■ Exercise ■
Write out the following records exactly, line for line, leaving out the pictures.

-----

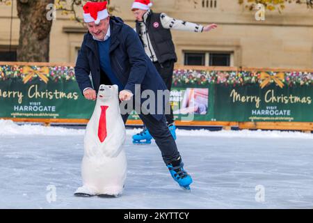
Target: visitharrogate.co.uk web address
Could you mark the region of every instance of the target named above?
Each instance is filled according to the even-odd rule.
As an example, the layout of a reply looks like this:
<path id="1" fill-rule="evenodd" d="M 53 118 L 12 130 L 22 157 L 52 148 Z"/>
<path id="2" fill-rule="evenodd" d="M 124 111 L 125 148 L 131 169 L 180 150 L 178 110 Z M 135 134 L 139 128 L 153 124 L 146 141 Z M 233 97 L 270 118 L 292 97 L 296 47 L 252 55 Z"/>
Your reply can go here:
<path id="1" fill-rule="evenodd" d="M 58 114 L 49 113 L 11 113 L 12 116 L 46 116 L 46 117 L 58 117 Z"/>
<path id="2" fill-rule="evenodd" d="M 250 120 L 287 120 L 287 121 L 293 121 L 293 117 L 249 117 Z"/>

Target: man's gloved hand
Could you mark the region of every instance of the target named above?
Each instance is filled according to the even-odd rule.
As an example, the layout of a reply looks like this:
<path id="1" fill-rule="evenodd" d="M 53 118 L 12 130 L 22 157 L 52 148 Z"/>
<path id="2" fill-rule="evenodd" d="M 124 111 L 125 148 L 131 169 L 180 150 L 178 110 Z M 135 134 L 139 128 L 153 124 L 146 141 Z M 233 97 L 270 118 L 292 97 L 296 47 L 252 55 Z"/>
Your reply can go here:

-----

■ Task answer ■
Target: visitharrogate.co.uk web address
Could you mark the region of every instance of the target named above?
Each instance is filled according to the even-odd rule.
As an example, the layout of a reply looks like this:
<path id="1" fill-rule="evenodd" d="M 53 118 L 12 130 L 22 157 L 52 148 Z"/>
<path id="2" fill-rule="evenodd" d="M 124 111 L 125 148 L 131 169 L 180 150 L 178 110 Z M 135 134 L 139 128 L 153 124 L 146 141 Z M 233 97 L 270 118 L 292 97 L 296 47 L 252 55 Z"/>
Your reply can go here:
<path id="1" fill-rule="evenodd" d="M 58 114 L 49 113 L 11 113 L 12 116 L 46 116 L 46 117 L 58 117 Z"/>
<path id="2" fill-rule="evenodd" d="M 250 120 L 287 120 L 287 121 L 293 121 L 293 117 L 249 117 Z"/>

Target: man's gloved hand
Could you mark the region of every instance of the target named above?
Each instance is filled according to the even-odd rule.
As an example, the layout of a reply looks like this:
<path id="1" fill-rule="evenodd" d="M 53 118 L 12 130 L 22 157 L 52 148 Z"/>
<path id="2" fill-rule="evenodd" d="M 124 111 L 125 148 L 131 169 L 180 150 L 178 110 Z M 135 134 L 139 128 L 153 124 L 146 141 Z M 233 97 L 270 118 L 292 97 L 296 47 L 252 55 Z"/>
Your reply can go here:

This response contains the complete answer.